------ Input records ------

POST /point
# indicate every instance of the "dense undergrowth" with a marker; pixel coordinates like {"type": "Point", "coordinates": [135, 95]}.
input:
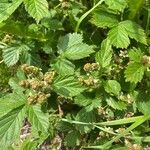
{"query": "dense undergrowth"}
{"type": "Point", "coordinates": [76, 73]}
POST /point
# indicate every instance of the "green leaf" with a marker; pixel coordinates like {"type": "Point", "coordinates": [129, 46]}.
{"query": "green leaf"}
{"type": "Point", "coordinates": [78, 51]}
{"type": "Point", "coordinates": [72, 139]}
{"type": "Point", "coordinates": [103, 57]}
{"type": "Point", "coordinates": [10, 102]}
{"type": "Point", "coordinates": [64, 67]}
{"type": "Point", "coordinates": [134, 31]}
{"type": "Point", "coordinates": [134, 72]}
{"type": "Point", "coordinates": [84, 100]}
{"type": "Point", "coordinates": [135, 55]}
{"type": "Point", "coordinates": [36, 8]}
{"type": "Point", "coordinates": [119, 5]}
{"type": "Point", "coordinates": [143, 102]}
{"type": "Point", "coordinates": [120, 105]}
{"type": "Point", "coordinates": [22, 30]}
{"type": "Point", "coordinates": [10, 126]}
{"type": "Point", "coordinates": [103, 19]}
{"type": "Point", "coordinates": [85, 115]}
{"type": "Point", "coordinates": [67, 86]}
{"type": "Point", "coordinates": [112, 87]}
{"type": "Point", "coordinates": [28, 144]}
{"type": "Point", "coordinates": [69, 40]}
{"type": "Point", "coordinates": [38, 119]}
{"type": "Point", "coordinates": [72, 47]}
{"type": "Point", "coordinates": [118, 37]}
{"type": "Point", "coordinates": [134, 7]}
{"type": "Point", "coordinates": [6, 8]}
{"type": "Point", "coordinates": [12, 52]}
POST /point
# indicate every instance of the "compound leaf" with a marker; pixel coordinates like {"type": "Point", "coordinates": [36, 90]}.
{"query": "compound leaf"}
{"type": "Point", "coordinates": [10, 125]}
{"type": "Point", "coordinates": [134, 31]}
{"type": "Point", "coordinates": [67, 86]}
{"type": "Point", "coordinates": [6, 8]}
{"type": "Point", "coordinates": [36, 8]}
{"type": "Point", "coordinates": [78, 51]}
{"type": "Point", "coordinates": [103, 57]}
{"type": "Point", "coordinates": [134, 72]}
{"type": "Point", "coordinates": [118, 37]}
{"type": "Point", "coordinates": [104, 19]}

------

#### Requirement:
Omitting all images, retype each line of the records precisely.

#### Complete response:
POST /point
# indicate every instance of the "dense undergrowth" with a marker; pixel coordinates like {"type": "Point", "coordinates": [135, 95]}.
input:
{"query": "dense undergrowth"}
{"type": "Point", "coordinates": [76, 73]}
POST /point
# indicate every instance of the "green leaf" with a marker; pixel coordinates like {"type": "Point", "coordinates": [129, 46]}.
{"query": "green leaf"}
{"type": "Point", "coordinates": [78, 51]}
{"type": "Point", "coordinates": [72, 139]}
{"type": "Point", "coordinates": [103, 57]}
{"type": "Point", "coordinates": [10, 102]}
{"type": "Point", "coordinates": [64, 67]}
{"type": "Point", "coordinates": [134, 31]}
{"type": "Point", "coordinates": [134, 72]}
{"type": "Point", "coordinates": [84, 100]}
{"type": "Point", "coordinates": [135, 55]}
{"type": "Point", "coordinates": [36, 8]}
{"type": "Point", "coordinates": [119, 5]}
{"type": "Point", "coordinates": [143, 102]}
{"type": "Point", "coordinates": [120, 105]}
{"type": "Point", "coordinates": [22, 30]}
{"type": "Point", "coordinates": [10, 126]}
{"type": "Point", "coordinates": [103, 19]}
{"type": "Point", "coordinates": [85, 115]}
{"type": "Point", "coordinates": [67, 86]}
{"type": "Point", "coordinates": [112, 87]}
{"type": "Point", "coordinates": [28, 144]}
{"type": "Point", "coordinates": [69, 40]}
{"type": "Point", "coordinates": [38, 119]}
{"type": "Point", "coordinates": [72, 47]}
{"type": "Point", "coordinates": [118, 37]}
{"type": "Point", "coordinates": [134, 7]}
{"type": "Point", "coordinates": [6, 8]}
{"type": "Point", "coordinates": [12, 52]}
POST /point
# indicate every instance of the "compound leaf" with a marker; pixel coordinates like {"type": "Point", "coordinates": [36, 90]}.
{"query": "compound leaf"}
{"type": "Point", "coordinates": [10, 125]}
{"type": "Point", "coordinates": [134, 31]}
{"type": "Point", "coordinates": [67, 86]}
{"type": "Point", "coordinates": [6, 8]}
{"type": "Point", "coordinates": [36, 8]}
{"type": "Point", "coordinates": [78, 51]}
{"type": "Point", "coordinates": [103, 57]}
{"type": "Point", "coordinates": [134, 72]}
{"type": "Point", "coordinates": [118, 37]}
{"type": "Point", "coordinates": [104, 19]}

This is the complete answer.